Problem requirements:
When the word "pole" shows up in a line of the records below, copy that line.

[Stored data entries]
Start of Block

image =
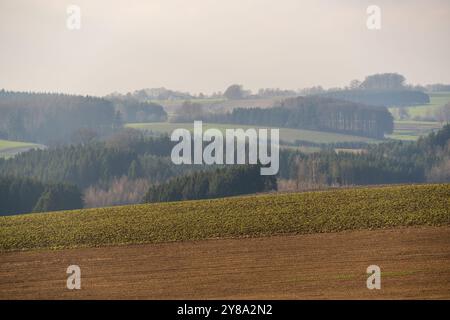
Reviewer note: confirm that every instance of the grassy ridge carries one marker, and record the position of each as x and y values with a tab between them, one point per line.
286	134
325	211
7	144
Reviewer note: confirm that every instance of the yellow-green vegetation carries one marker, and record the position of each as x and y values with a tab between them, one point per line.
7	144
287	135
263	215
437	100
10	148
412	130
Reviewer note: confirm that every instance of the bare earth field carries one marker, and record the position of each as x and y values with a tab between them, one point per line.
415	263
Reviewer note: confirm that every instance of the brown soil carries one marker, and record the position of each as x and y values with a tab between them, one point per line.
415	263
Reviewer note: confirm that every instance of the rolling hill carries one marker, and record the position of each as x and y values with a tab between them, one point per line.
249	216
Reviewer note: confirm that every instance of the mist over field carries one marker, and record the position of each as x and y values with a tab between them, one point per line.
224	149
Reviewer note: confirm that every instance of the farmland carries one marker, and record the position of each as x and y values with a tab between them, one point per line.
287	135
412	130
414	264
249	216
9	148
437	99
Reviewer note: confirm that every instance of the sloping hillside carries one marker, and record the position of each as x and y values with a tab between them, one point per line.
311	212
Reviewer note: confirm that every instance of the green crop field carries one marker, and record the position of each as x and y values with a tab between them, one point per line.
7	144
262	215
287	135
412	130
437	99
9	148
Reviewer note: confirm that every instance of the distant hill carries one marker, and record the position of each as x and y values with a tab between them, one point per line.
387	98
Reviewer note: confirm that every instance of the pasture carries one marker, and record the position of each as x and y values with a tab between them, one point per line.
287	135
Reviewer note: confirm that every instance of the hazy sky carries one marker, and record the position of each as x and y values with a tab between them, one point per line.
205	45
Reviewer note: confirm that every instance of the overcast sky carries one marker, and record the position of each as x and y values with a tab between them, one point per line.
205	45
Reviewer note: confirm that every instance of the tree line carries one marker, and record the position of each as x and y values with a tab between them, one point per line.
23	195
315	113
53	119
225	182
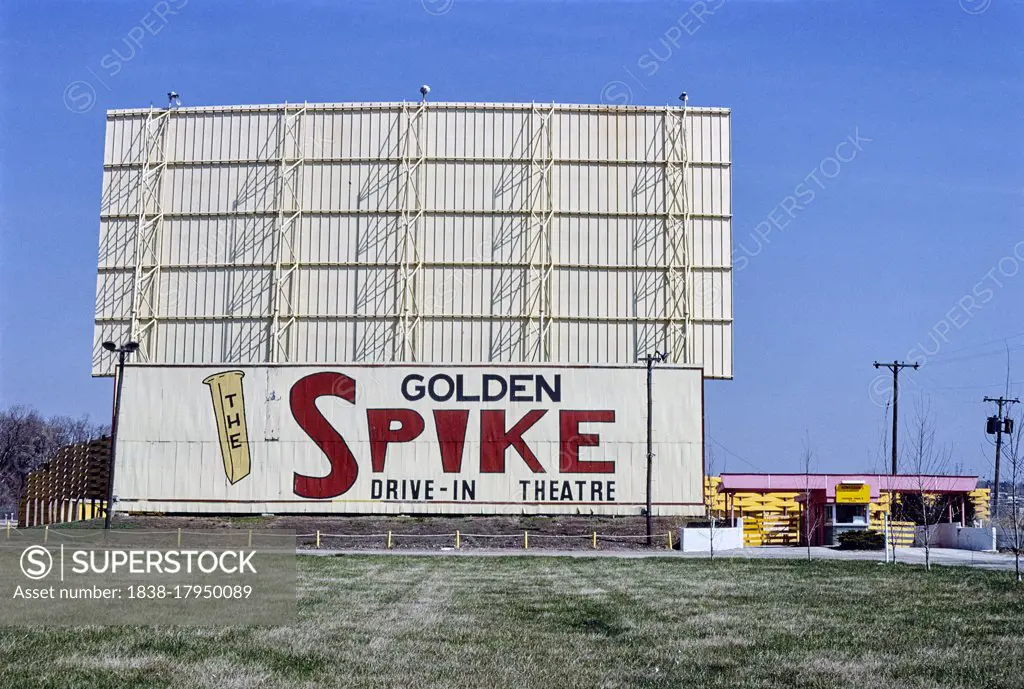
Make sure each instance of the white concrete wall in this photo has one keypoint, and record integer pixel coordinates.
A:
(954, 535)
(700, 540)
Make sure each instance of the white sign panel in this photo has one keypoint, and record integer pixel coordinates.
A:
(408, 439)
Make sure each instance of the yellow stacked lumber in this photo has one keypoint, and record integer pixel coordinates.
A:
(980, 500)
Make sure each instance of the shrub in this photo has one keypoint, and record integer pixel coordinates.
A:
(861, 540)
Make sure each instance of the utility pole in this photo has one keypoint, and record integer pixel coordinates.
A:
(895, 368)
(650, 360)
(998, 424)
(123, 352)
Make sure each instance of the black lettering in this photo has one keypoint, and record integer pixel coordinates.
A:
(502, 387)
(437, 397)
(417, 392)
(460, 393)
(518, 385)
(554, 393)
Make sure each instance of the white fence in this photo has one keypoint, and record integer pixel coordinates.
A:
(700, 540)
(954, 535)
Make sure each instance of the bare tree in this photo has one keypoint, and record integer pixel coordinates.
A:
(928, 460)
(810, 520)
(28, 439)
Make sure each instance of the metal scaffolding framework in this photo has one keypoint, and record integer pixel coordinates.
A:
(417, 232)
(677, 238)
(291, 155)
(148, 231)
(539, 259)
(410, 273)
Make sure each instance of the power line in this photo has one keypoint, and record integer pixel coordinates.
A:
(735, 455)
(998, 424)
(1003, 340)
(896, 367)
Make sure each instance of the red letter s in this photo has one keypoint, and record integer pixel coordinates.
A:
(344, 469)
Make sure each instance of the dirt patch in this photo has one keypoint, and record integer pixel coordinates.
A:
(563, 532)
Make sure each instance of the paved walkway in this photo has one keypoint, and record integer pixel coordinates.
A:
(939, 556)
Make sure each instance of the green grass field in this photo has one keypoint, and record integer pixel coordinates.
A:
(549, 622)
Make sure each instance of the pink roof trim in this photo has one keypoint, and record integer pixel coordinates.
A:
(878, 482)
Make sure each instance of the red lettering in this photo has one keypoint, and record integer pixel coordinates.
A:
(495, 440)
(381, 433)
(451, 426)
(344, 469)
(570, 440)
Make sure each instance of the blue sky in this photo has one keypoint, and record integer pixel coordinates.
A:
(909, 248)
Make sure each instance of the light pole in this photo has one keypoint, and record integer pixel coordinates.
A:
(123, 351)
(650, 359)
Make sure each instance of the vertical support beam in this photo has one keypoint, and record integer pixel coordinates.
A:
(540, 258)
(409, 288)
(677, 238)
(148, 234)
(291, 156)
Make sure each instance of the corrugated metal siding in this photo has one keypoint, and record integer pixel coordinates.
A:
(220, 191)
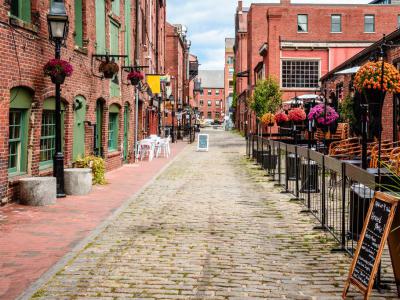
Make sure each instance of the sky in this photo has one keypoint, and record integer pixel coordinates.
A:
(210, 21)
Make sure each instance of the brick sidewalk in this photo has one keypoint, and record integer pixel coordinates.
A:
(32, 239)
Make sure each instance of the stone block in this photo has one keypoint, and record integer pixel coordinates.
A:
(78, 181)
(38, 191)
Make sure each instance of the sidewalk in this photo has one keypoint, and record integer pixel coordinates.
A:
(32, 239)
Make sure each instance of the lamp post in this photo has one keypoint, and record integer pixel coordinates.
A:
(57, 21)
(172, 102)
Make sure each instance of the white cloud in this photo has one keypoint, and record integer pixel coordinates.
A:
(209, 22)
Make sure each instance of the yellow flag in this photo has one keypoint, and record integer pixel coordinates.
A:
(154, 83)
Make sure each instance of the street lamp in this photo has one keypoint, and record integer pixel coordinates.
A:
(58, 22)
(172, 102)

End of Block

Task answer:
Make sure each instance of the utility pole in this photo has one keypoint, and record integer pixel coordinates.
Make sure each instance of the light pole in this photo has one keypoint, and record integer pixel coordinates.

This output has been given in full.